What the task requires: Repeat each line exactly, leaving nothing out.

===== Supplied information =====

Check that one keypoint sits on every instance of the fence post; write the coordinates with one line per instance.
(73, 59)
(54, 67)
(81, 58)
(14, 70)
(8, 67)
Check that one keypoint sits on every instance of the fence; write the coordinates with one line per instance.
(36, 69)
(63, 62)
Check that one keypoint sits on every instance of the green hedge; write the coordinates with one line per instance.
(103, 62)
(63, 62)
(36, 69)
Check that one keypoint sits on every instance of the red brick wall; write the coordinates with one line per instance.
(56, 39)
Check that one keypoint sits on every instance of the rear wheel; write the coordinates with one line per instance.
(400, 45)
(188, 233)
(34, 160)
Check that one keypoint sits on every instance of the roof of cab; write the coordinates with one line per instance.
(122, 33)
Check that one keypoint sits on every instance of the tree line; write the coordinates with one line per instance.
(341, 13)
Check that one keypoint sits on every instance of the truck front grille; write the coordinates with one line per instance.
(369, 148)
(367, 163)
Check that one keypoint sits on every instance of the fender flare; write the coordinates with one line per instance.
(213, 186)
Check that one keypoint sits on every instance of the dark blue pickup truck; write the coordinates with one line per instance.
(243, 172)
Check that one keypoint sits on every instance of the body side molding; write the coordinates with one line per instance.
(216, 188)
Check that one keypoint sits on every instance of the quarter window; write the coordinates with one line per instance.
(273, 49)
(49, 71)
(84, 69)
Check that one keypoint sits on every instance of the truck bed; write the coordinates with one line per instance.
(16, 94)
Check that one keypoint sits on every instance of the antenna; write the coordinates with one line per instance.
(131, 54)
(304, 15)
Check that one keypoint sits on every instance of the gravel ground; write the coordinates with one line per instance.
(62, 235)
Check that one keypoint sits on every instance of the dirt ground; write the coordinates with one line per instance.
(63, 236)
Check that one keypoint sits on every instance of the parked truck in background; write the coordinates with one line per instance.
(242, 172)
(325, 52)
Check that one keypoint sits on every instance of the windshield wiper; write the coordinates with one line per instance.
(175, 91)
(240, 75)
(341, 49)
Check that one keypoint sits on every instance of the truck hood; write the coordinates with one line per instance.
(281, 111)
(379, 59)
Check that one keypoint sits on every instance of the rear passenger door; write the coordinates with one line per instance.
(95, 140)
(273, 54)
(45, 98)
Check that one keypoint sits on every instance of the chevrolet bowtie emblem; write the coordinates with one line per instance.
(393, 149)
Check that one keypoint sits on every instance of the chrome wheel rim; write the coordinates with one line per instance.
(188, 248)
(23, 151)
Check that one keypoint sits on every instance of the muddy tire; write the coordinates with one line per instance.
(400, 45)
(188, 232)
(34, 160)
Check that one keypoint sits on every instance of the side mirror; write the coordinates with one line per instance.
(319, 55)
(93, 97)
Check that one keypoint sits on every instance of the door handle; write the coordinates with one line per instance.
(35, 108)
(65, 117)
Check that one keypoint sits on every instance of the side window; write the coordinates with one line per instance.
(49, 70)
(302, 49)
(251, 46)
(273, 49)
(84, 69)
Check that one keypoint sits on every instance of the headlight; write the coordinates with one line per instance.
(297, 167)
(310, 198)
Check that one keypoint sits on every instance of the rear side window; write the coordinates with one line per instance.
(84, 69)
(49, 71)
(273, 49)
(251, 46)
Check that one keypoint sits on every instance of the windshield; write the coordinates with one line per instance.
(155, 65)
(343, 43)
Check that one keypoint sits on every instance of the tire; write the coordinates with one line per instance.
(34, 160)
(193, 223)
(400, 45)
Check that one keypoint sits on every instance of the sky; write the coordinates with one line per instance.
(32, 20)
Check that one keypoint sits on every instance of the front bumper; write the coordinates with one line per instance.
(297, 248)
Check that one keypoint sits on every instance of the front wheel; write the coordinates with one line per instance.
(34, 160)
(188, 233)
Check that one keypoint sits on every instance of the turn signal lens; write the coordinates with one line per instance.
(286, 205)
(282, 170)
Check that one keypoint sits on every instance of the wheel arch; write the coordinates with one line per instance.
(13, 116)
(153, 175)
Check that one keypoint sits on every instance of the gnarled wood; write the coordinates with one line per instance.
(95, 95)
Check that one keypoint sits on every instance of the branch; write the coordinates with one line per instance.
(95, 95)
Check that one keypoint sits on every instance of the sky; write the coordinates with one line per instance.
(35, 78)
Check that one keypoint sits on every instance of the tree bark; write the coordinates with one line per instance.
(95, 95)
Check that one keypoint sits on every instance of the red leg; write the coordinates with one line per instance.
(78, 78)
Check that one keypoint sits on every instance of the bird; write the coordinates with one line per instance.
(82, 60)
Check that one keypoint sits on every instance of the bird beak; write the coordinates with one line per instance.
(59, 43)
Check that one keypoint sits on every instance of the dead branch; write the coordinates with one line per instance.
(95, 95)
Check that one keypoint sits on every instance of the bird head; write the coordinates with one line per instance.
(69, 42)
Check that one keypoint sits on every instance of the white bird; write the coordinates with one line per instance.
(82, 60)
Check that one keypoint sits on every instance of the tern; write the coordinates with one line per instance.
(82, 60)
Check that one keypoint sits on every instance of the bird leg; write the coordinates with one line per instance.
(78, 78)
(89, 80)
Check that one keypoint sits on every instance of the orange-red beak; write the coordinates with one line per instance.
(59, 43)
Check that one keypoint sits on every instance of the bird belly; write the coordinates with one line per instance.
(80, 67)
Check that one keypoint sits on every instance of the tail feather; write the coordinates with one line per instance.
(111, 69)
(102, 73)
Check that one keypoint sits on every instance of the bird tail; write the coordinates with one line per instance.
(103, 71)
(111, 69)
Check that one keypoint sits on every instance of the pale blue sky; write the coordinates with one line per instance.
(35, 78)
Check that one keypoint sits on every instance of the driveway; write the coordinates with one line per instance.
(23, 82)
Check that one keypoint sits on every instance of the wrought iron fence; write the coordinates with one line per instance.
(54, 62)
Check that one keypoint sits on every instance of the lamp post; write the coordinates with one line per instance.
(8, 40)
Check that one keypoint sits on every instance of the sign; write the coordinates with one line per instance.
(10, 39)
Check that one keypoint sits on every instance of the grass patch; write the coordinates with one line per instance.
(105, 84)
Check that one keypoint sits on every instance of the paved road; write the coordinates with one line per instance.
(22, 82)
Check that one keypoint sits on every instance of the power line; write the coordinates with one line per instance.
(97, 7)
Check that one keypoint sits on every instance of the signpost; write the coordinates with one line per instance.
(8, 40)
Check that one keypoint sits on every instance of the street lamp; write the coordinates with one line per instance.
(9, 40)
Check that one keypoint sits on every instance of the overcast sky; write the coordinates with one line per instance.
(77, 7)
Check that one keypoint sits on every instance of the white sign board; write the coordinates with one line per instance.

=====

Finished exercise:
Check that one keypoint sits on every instance of the fence post; write the coordinates with one line per instance.
(73, 59)
(54, 67)
(81, 58)
(14, 70)
(8, 67)
Check that one keypoint sits on every instance of the fence; write the coordinates with one line per instance.
(36, 69)
(63, 62)
Check that one keypoint sits on every instance of the green hedge; write the coordinates with one line per instance.
(103, 62)
(63, 62)
(36, 69)
Check that one keypoint sits on every instance of the red brick wall; write the coordinates with one line per instance.
(56, 39)
Check that one keypoint sits on every instance of the rear wheel; write the coordinates with one line per instance.
(400, 45)
(188, 233)
(34, 160)
Check that one keypoint sits on every instance of the roof of cab; write the coordinates with one line per instance.
(122, 33)
Check that one keypoint sits on every instance of the tree line; write the coordinates with one line per instance.
(341, 13)
Check that one keypoint sits on every instance of the truck front grille; write the coordinates with one line per instance.
(369, 148)
(367, 163)
Check that one keypoint sits on every instance of the fender flare; write the coordinates with one line per instance.
(213, 186)
Check that one keypoint sits on every instance of the dark blue pickup truck; write the coordinates with one line per instance.
(243, 172)
Check that one keypoint sits on every instance of the body side molding; write the coordinates with one line per instance.
(216, 188)
Check that one keypoint sits on every instance of the quarter window; write the coordinates with one line per instance.
(273, 49)
(49, 71)
(84, 69)
Check that one keypoint sits on every instance of the truck bed; write the coordinates with one line per instance.
(16, 94)
Check that one keypoint sits on every instance of the antenna; write the coordinates with one line per instance.
(131, 54)
(304, 15)
Check that one keypoint sits on every instance of the gravel ground; write the coordinates with one line per instance.
(62, 235)
Check that one keypoint sits on every instance of the dirt ground; write the coordinates with one line per instance.
(63, 236)
Check that one keypoint sits on every instance of the parked truck in background; write the coordinates with one line per instance.
(242, 172)
(325, 52)
Check that one keypoint sits on every instance of the windshield wiper; write the coordinates with one line per instance.
(175, 91)
(240, 75)
(341, 49)
Check that one keypoint sits on every instance of the truck hood; write the coordinates with one line per instance.
(281, 111)
(379, 59)
Check that one keypoint sits on every instance of the rear passenger door; write the coordinates with one line per instance.
(95, 140)
(273, 54)
(45, 98)
Check that one keypoint sits on every instance of the chevrolet bowtie emblem; write the coordinates with one line per instance.
(393, 149)
Check that one keypoint sits on every instance of the chrome wheel rim; write the coordinates with one line per instance.
(188, 248)
(23, 151)
Check that one keypoint sits on every instance of the muddy tire; write the coordinates with one line per instance.
(400, 45)
(188, 232)
(34, 160)
Check that one keypoint sits on every instance of the side mirror; write the coordinates with one line per instance.
(319, 55)
(93, 97)
Check that one keypoint sits on every instance of the door handle; write the coordinates with one line per instance.
(35, 108)
(65, 117)
Check that one keypoint sits on every instance of the side window; write the coordinates with one line per instance.
(49, 70)
(302, 49)
(251, 46)
(273, 49)
(84, 69)
Check that one keypoint sits on every instance of the headlight; write the coordinates with one line per instance.
(297, 167)
(310, 198)
Check that one keypoint sits on every instance of the rear side window; write the coordinates with one line per instance.
(84, 69)
(49, 71)
(273, 49)
(251, 46)
Check that one keypoint sits on every instance of the windshield; write the coordinates with one line per instance.
(155, 65)
(343, 43)
Check that one keypoint sits on every instance of the tire; write the coordinates with one line per instance.
(34, 160)
(193, 223)
(400, 45)
Check that one keypoint sits on every instance of the sky; write the coordinates with one line per instance.
(32, 20)
Check that one keypoint sits on every instance of the front bumper; write the coordinates with one line per instance.
(297, 248)
Check that one keypoint sits on every instance of the front wheel; write the coordinates with one line per instance.
(34, 160)
(188, 233)
Check that one keypoint sits on every instance of the turn signal lens; write the coordinates with one line per instance.
(286, 205)
(282, 170)
Check that one keypoint sits on every instance of the wheel arch; write the coordinates with one line per instance.
(13, 116)
(153, 175)
Check that one keypoint sits on every instance of the gnarled wood; write the coordinates with one line per instance.
(95, 95)
Check that one keypoint sits on every instance of the branch; write the coordinates with one line per instance.
(95, 95)
Check that one keypoint sits on every instance of the sky; write the coordinates with one line per instance.
(35, 78)
Check that one keypoint sits on every instance of the tree bark; write the coordinates with one line per instance.
(95, 95)
Check that one keypoint sits on every instance of the red leg; write the coordinates with one line per instance.
(78, 78)
Check that one keypoint sits on every instance of the bird; write the coordinates with one line per instance.
(82, 60)
Check that one keypoint sits on every instance of the bird beak; write the coordinates with one line per instance.
(59, 43)
Check that one keypoint sits on every instance of the dead branch; write the coordinates with one line per instance.
(95, 95)
Check that one keypoint sits on every instance of the bird head; write the coordinates with one line per instance.
(69, 42)
Check that one keypoint sits on every instance of the white bird; write the coordinates with one line per instance.
(82, 60)
Check that one keypoint sits on every instance of the tern; write the coordinates with one line per instance.
(82, 60)
Check that one keypoint sits on every instance of the bird leg; write the coordinates with one line per instance.
(78, 78)
(89, 80)
Check that one keypoint sits on every instance of the orange-red beak; write the coordinates with one line per instance.
(59, 43)
Check that one keypoint sits on every instance of the bird belly; write the coordinates with one line per instance.
(80, 67)
Check that one keypoint sits on every instance of the tail feather; write the coordinates with one line per instance.
(111, 69)
(102, 73)
Check that one keypoint sits on every instance of the bird tail; write the coordinates with one line per instance.
(103, 71)
(111, 69)
Check that one keypoint sits on every instance of the pale blue sky; write the coordinates with one line per instance.
(35, 78)
Check that one keypoint sits on every instance of the driveway; write the coordinates with one line per instance.
(23, 82)
Check that one keypoint sits on every instance of the wrought iron fence; write the coordinates with one line per instance.
(54, 62)
Check that one keypoint sits on every instance of the lamp post; write the coordinates with one line per instance.
(8, 40)
Check that one keypoint sits on every instance of the sign; write the coordinates with one line per instance.
(10, 39)
Check that one keypoint sits on every instance of the grass patch; write the coordinates with one line per instance.
(105, 84)
Check that one keypoint sits on every instance of the paved road; write the coordinates with one line per instance.
(22, 82)
Check that one keypoint sits on every instance of the power line; write the coordinates with one line per instance.
(97, 7)
Check that one keypoint sits on every instance of the signpost; write the coordinates with one line per instance.
(8, 40)
Check that one keypoint sits on every instance of the street lamp; write the coordinates with one line per instance.
(9, 40)
Check that one keypoint sits on every instance of the overcast sky; write the coordinates with one line per instance.
(77, 7)
Check that one keypoint sits on every instance of the white sign board; write the coordinates with one line per instance.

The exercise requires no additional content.